Gespeicherte Datensätze
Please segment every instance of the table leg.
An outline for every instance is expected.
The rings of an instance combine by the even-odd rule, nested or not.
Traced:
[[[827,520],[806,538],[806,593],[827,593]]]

= Gegebene Aufgabe =
Wandle die obigen Datensätze in eine zweispaltige CSV mit den Spalten „eingabe“ und „ausgabe“ um, eine Zeile pro Datensatz. Text und Antwort stehen dabei jeweils in einem eigenen Feld in Anführungszeichen, Zeilenumbrüche werden durch Leerzeichen ersetzt.

= Vollständige Lösung =
eingabe,ausgabe
"Please segment every instance of the table leg. An outline for every instance is expected. The rings of an instance combine by the even-odd rule, nested or not. Traced:","[[[827,520],[806,538],[806,593],[827,593]]]"